• **PROBLEM REQUIREMENTS**
From the start of the material up to and including the line with "[(1174, 290), (70, 281), (849, 577)]", reproduce the lines with "chrome grille" replaced by "front grille" and everything else unchanged. Leave the pictures out of your answer.

• **DATASET CONTENT**
* * * * *
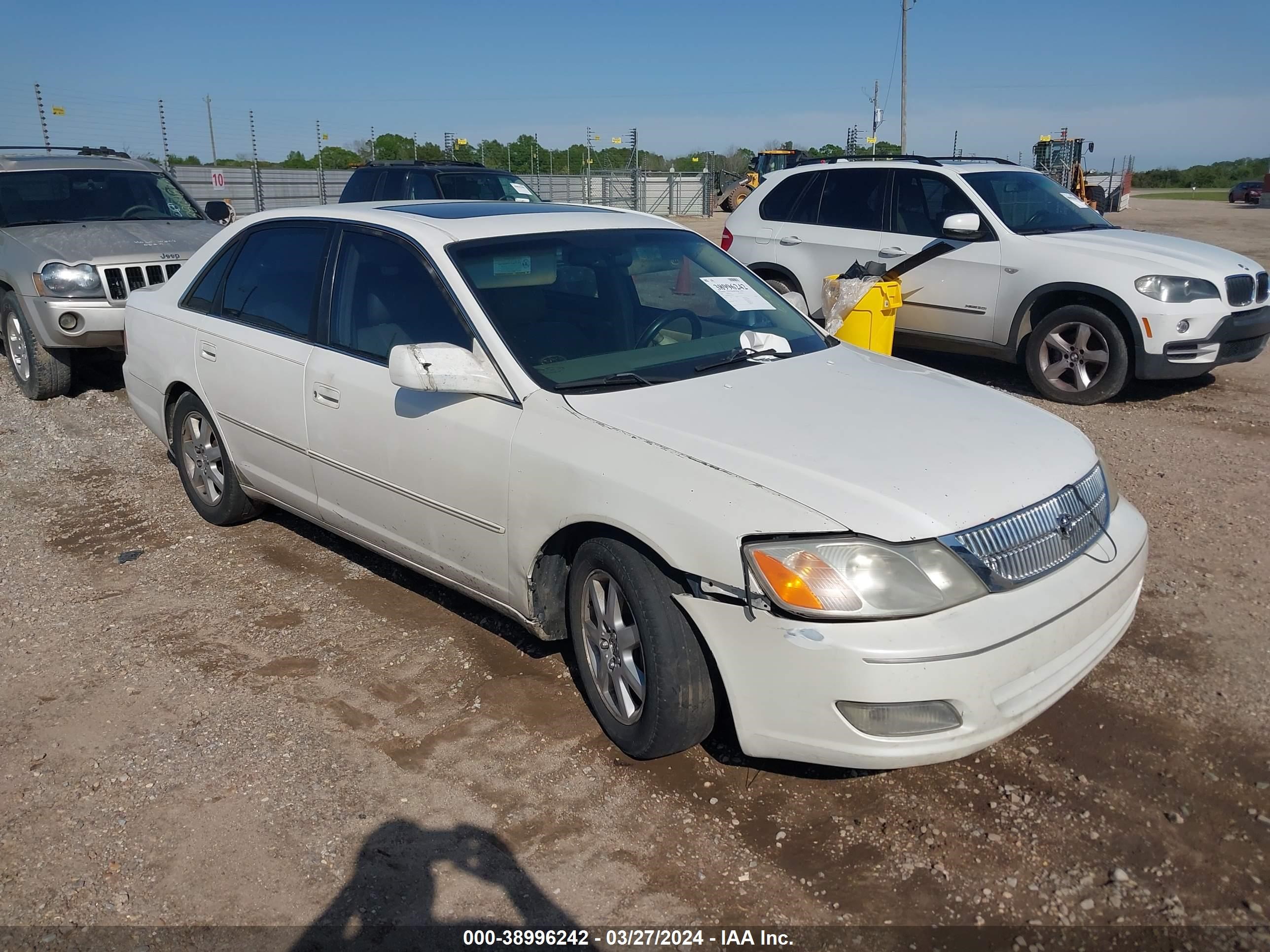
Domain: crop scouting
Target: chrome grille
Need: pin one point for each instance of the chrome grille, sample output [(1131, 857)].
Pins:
[(1034, 541), (1240, 290), (126, 278)]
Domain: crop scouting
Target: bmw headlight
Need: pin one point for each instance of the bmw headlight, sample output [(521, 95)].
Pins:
[(1174, 290), (70, 281), (849, 577)]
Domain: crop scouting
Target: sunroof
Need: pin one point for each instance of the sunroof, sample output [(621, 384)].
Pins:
[(483, 210)]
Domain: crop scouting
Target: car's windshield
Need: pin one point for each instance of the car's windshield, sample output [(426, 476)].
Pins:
[(55, 196), (652, 304), (1033, 204), (484, 187)]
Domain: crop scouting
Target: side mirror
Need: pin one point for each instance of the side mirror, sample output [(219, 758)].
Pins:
[(798, 301), (966, 226), (445, 369)]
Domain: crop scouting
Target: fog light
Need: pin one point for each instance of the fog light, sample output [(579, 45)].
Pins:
[(901, 720)]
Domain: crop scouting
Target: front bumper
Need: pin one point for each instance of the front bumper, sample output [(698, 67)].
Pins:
[(101, 322), (1237, 338), (1001, 660)]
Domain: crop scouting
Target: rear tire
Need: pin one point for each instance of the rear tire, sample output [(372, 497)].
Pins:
[(642, 668), (206, 470), (40, 374), (1077, 356)]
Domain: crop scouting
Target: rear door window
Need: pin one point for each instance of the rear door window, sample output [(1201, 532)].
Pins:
[(854, 199), (274, 282)]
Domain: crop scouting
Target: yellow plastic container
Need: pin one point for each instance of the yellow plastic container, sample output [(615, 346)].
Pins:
[(872, 324)]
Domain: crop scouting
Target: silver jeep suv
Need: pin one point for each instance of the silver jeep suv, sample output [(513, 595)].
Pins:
[(78, 235)]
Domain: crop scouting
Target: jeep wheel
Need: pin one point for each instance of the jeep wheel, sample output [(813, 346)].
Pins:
[(1077, 356), (41, 374)]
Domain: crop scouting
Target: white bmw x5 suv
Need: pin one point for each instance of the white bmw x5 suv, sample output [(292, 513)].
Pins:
[(1037, 276)]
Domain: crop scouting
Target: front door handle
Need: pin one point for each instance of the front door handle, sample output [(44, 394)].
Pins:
[(324, 395)]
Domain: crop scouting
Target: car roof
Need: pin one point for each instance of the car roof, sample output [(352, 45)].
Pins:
[(440, 221), (36, 162)]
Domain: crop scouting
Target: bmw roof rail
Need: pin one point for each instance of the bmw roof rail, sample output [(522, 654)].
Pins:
[(972, 159), (834, 159), (79, 150)]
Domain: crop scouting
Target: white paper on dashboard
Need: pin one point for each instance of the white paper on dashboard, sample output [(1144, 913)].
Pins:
[(738, 294)]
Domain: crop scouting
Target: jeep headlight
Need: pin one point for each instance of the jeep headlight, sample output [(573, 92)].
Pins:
[(849, 577), (1174, 290), (69, 281)]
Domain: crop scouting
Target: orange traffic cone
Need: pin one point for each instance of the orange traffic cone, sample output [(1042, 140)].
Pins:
[(684, 283)]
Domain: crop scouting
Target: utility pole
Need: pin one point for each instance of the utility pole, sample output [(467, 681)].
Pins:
[(163, 130), (903, 75), (211, 133), (877, 120), (322, 178), (43, 122)]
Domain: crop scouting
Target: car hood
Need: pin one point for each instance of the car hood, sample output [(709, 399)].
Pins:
[(111, 241), (884, 447), (1180, 256)]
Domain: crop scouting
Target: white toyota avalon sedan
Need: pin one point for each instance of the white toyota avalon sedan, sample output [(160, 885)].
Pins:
[(600, 424)]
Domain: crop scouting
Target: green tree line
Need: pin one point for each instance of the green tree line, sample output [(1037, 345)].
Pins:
[(523, 155), (1212, 175)]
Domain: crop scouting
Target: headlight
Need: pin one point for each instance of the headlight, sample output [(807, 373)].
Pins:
[(70, 281), (1172, 290), (858, 578), (1113, 493)]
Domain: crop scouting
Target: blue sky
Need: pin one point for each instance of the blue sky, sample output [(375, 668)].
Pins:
[(1174, 83)]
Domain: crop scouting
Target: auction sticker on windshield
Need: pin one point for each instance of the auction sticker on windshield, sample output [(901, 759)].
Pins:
[(738, 294)]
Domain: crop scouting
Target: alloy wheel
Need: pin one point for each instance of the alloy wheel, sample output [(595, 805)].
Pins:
[(202, 459), (615, 655), (1074, 357), (16, 343)]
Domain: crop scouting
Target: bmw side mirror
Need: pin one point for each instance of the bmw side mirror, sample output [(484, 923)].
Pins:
[(217, 210), (966, 226)]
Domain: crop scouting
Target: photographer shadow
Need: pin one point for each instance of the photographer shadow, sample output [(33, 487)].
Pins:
[(388, 904)]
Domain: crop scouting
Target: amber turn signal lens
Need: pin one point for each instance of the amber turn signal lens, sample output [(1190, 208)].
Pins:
[(786, 584)]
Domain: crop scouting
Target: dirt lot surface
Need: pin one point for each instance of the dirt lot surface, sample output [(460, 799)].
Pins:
[(266, 725)]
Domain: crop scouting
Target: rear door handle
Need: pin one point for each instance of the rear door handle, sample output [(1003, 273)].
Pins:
[(324, 395)]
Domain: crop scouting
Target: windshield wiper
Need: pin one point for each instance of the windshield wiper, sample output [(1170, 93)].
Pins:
[(627, 378), (740, 354)]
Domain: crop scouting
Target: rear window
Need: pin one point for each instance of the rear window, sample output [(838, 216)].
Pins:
[(361, 186), (484, 187)]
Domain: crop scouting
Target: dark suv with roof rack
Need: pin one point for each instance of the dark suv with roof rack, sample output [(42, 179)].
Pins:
[(390, 181)]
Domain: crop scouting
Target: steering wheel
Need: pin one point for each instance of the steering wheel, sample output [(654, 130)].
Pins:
[(1034, 217), (652, 331)]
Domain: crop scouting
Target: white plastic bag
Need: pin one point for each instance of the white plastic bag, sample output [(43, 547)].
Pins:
[(840, 296)]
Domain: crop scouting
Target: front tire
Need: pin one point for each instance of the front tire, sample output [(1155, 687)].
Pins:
[(642, 668), (1077, 356), (205, 466), (40, 374)]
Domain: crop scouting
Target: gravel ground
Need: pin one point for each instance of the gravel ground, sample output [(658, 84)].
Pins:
[(266, 725)]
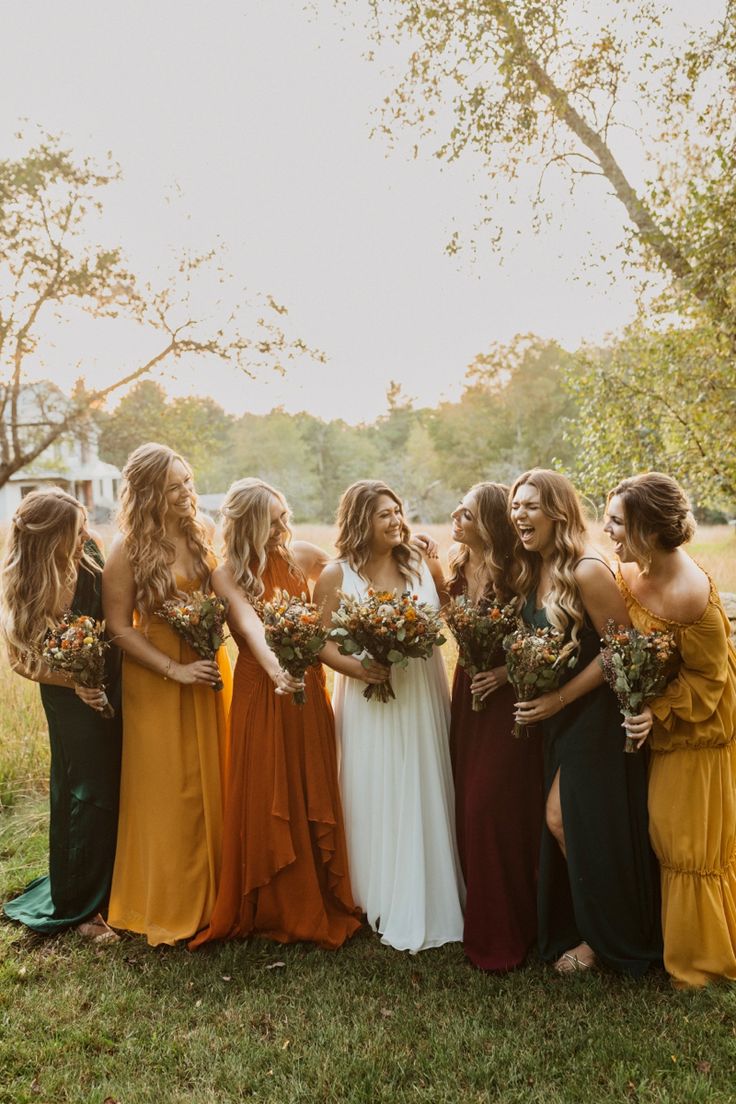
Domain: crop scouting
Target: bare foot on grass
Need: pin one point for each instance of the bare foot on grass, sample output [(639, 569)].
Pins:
[(576, 961)]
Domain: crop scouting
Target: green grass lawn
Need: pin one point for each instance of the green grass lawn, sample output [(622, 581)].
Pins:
[(258, 1021)]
* * * * *
• **WRITTEN RESPONSE**
Domain: crop scouting
Target: front grille
Need: pin one point for each instance of the front grille, sample output [(1131, 857)].
Pins:
[(1034, 541), (1240, 290), (126, 278)]
Domain: crop scouting
Target: bmw headlight
Need: pin one point for each instance of the bmw headlight, sample output [(521, 95)].
Pins:
[(1174, 290), (70, 281), (849, 577)]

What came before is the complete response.